Rescale the stretch from the line containing "locate: dark brown" through the end of the entries, both ends included. Give every line of it again, with the requests left unchanged and each answer's point coordinates multiplied by 0.7 and rounded to whole numbers, halves rounding up.

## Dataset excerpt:

-----

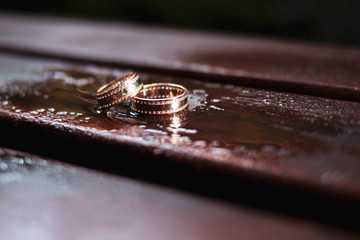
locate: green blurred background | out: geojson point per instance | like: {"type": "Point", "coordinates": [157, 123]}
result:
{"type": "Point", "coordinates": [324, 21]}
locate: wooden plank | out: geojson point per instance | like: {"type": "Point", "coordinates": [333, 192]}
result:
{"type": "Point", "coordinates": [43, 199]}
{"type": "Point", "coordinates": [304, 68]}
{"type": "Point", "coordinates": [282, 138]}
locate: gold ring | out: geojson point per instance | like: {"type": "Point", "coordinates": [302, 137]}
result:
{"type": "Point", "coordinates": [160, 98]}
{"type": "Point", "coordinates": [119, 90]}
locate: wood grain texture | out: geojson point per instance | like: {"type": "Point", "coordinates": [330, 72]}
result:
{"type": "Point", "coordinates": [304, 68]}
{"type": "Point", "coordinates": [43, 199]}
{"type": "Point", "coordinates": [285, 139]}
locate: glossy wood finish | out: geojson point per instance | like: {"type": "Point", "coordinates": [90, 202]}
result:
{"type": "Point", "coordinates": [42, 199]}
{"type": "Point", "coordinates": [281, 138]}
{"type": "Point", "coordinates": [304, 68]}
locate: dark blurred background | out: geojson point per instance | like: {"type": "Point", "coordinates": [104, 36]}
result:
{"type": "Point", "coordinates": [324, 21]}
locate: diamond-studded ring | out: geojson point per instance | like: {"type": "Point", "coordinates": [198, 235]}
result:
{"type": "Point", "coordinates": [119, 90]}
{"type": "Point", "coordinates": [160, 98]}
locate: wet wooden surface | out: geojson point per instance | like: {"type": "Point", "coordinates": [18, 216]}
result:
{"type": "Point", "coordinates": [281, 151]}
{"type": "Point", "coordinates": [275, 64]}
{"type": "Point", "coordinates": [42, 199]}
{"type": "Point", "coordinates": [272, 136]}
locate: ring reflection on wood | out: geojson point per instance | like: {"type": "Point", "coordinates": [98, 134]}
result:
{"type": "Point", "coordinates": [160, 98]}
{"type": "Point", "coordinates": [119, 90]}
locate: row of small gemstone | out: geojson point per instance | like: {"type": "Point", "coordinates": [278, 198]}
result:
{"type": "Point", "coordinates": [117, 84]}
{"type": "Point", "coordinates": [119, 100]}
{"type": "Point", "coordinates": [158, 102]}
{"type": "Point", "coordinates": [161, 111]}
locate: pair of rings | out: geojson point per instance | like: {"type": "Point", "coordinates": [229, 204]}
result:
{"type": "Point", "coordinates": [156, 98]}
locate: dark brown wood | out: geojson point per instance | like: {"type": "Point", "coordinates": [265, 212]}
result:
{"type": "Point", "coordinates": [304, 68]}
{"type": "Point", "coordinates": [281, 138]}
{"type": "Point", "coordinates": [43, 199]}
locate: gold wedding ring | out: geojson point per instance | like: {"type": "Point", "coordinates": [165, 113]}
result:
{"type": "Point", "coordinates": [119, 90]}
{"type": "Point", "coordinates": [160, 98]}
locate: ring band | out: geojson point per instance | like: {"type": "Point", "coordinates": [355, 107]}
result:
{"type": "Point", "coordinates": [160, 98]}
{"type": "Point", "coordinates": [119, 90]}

-----

## THE COMPLETED TASK:
locate: dark brown wood | out: geojson point per instance | like: {"type": "Point", "coordinates": [265, 212]}
result:
{"type": "Point", "coordinates": [213, 48]}
{"type": "Point", "coordinates": [197, 97]}
{"type": "Point", "coordinates": [30, 139]}
locate: gold wedding ring | out: geojson point per instance | like: {"type": "Point", "coordinates": [165, 113]}
result:
{"type": "Point", "coordinates": [83, 63]}
{"type": "Point", "coordinates": [112, 69]}
locate: ring band | out: geojson point per instance | like: {"type": "Point", "coordinates": [355, 107]}
result:
{"type": "Point", "coordinates": [112, 69]}
{"type": "Point", "coordinates": [83, 63]}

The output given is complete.